**Your task**
The records should be copied out again with no alteration.

(Information shown begins)

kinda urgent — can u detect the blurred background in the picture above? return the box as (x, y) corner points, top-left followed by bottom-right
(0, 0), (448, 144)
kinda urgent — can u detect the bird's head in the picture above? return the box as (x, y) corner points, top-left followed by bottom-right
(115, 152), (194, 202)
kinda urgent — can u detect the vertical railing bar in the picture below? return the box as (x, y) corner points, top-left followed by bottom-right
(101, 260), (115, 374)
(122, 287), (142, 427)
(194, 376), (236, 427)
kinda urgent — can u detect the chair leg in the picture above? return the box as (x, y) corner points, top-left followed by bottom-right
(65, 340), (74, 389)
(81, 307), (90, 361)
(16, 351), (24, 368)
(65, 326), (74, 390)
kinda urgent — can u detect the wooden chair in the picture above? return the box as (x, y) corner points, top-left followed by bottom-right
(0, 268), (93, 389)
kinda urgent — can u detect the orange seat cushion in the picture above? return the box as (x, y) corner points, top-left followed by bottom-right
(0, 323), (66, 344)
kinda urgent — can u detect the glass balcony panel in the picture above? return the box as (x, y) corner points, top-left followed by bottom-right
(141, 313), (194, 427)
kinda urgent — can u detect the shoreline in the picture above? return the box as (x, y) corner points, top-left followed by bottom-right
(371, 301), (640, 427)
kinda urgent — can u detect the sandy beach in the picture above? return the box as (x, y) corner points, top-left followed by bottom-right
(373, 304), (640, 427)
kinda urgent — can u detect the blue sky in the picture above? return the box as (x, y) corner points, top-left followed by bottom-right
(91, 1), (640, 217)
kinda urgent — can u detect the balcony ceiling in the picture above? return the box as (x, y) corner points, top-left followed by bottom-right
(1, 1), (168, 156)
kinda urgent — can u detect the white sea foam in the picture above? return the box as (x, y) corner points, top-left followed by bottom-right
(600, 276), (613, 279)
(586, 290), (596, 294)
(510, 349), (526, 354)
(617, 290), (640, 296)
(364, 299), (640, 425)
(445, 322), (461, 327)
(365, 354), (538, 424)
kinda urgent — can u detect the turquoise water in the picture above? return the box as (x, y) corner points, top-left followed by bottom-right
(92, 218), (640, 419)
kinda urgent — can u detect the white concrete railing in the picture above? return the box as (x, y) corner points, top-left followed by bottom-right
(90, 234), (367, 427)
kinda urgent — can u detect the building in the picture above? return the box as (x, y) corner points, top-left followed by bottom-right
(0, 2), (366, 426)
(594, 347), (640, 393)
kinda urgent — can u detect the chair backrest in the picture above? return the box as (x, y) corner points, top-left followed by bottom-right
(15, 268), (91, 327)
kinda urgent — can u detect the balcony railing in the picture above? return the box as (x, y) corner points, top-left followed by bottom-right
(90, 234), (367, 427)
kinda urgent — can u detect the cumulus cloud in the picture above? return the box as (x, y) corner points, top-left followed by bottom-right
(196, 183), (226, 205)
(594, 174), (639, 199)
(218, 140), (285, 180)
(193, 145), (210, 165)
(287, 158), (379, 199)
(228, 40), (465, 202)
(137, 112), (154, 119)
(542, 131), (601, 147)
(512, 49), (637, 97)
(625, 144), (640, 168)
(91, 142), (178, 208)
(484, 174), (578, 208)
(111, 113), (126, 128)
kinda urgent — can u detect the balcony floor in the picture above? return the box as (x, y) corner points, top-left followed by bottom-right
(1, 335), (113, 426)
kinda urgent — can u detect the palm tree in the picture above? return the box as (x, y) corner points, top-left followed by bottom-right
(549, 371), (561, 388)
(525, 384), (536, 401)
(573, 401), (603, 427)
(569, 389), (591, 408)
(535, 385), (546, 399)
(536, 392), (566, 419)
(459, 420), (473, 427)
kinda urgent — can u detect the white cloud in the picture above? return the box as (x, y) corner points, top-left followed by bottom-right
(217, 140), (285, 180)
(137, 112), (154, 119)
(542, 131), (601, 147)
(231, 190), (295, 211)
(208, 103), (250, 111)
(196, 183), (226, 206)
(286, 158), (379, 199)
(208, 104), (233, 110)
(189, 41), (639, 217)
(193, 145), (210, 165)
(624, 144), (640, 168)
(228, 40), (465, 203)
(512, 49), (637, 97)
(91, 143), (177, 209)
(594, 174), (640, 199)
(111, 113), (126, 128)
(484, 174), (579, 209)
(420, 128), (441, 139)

(Information shown ends)

**Solved exercise**
kinda urgent — can u detect the blurred background in the picture above? return the box as (x, y) corner points, top-left followed by bottom-right
(0, 0), (448, 144)
kinda urgent — can u detect the bird's head in the picture above? return the box as (x, y) corner points, top-left followed by bottom-right
(115, 152), (194, 202)
kinda urgent — can u detect the vertical railing bar in the picture below? return the box as (x, y) corner points, top-left followed by bottom-right
(101, 260), (115, 374)
(122, 287), (142, 427)
(194, 376), (236, 427)
kinda urgent — can u detect the chair leg in the picture above? return the box as (x, y) corner points, top-left followed by bottom-right
(65, 340), (74, 389)
(81, 307), (90, 361)
(16, 351), (24, 368)
(65, 326), (74, 390)
kinda urgent — can u detect the wooden chair in the picture above? return the box as (x, y) corner points, top-left followed by bottom-right
(0, 268), (93, 389)
kinda urgent — can u detect the orange seat cushion in the picture above? return the box as (x, y) corner points, top-left followed by bottom-right
(0, 323), (66, 344)
kinda urgent — can u detect the glass balcony panel in the picture above? return the box as (x, y) corner points, top-left followed by bottom-right
(141, 313), (194, 427)
kinda urgent — can u detect the shoreline in the picture above? return the box as (x, y) corner points, top-left followed by bottom-right
(371, 301), (640, 427)
kinda urgent — can u detect the sandy beach in the picture above? return the box as (x, y) corner points, top-left followed by bottom-right
(373, 304), (640, 427)
kinda urgent — can u detect the blue sky in the picture above? return the box as (x, y) corner points, top-left followed by bottom-right
(91, 1), (640, 217)
kinda urgent — can u detect the balcony ceiling in the picture above? return the box as (x, y) corner points, top-left followed by bottom-right
(1, 1), (168, 156)
kinda urgent — can u detect the white sea foam in the picture above? return the box as (x, y) corner points, top-left followed by bottom-right
(600, 276), (613, 279)
(586, 290), (596, 294)
(510, 349), (526, 354)
(617, 290), (640, 296)
(364, 299), (640, 425)
(445, 322), (461, 327)
(365, 354), (538, 424)
kinda urgent — can u detect the turquoise water in the picture above? return the box as (x, y) corner points, top-left followed by bottom-right
(92, 218), (640, 419)
kinda urgent — can u detect the white concrete railing in the picture above? return the box as (x, y) corner points, top-left followed by bottom-right
(90, 234), (367, 427)
kinda urgent — can u detect the building in the picture above? return the box as (x, y) corner points, top-left followed by bottom-right
(0, 2), (366, 426)
(594, 347), (640, 393)
kinda urgent — can u detect the chair backrest in the picture above? return the box as (x, y) corner points, top-left followed by bottom-right
(15, 268), (91, 327)
kinda urgent — can u detect the balcony railing in the picture above? return the box as (x, y) corner points, top-left followed by bottom-right
(90, 234), (367, 427)
kinda urgent — can u detect the cumulus cloud in the picture above? return the box as (x, y) corner points, top-left followed by bottom-right
(196, 183), (226, 205)
(594, 174), (639, 199)
(218, 140), (285, 180)
(193, 145), (210, 165)
(287, 158), (379, 199)
(228, 40), (465, 202)
(137, 112), (154, 119)
(542, 131), (601, 147)
(512, 49), (637, 97)
(625, 144), (640, 168)
(91, 142), (178, 208)
(484, 174), (578, 208)
(111, 113), (126, 128)
kinda urgent — can u detect the balcony floor in the picture above? return the box as (x, y) corner points, top-left followed by bottom-right
(1, 335), (113, 426)
kinda urgent — can u detect the palm tree in the picture above? return the box as (x, y) corner points, top-left followed by bottom-right
(549, 371), (561, 388)
(525, 384), (536, 401)
(573, 401), (603, 427)
(569, 389), (591, 408)
(535, 385), (546, 399)
(536, 392), (566, 419)
(459, 420), (473, 427)
kinda urgent — can u detect the white cloud in the picture above? return the box as (x, y) corner points, top-left followed by bottom-right
(217, 140), (285, 180)
(137, 112), (154, 119)
(542, 131), (601, 147)
(231, 190), (295, 211)
(208, 103), (250, 111)
(196, 183), (226, 206)
(286, 158), (379, 199)
(208, 104), (233, 110)
(189, 41), (639, 217)
(193, 145), (210, 165)
(624, 144), (640, 168)
(228, 40), (465, 203)
(512, 49), (637, 97)
(91, 143), (177, 209)
(594, 174), (640, 199)
(111, 113), (126, 128)
(484, 174), (579, 209)
(420, 128), (441, 139)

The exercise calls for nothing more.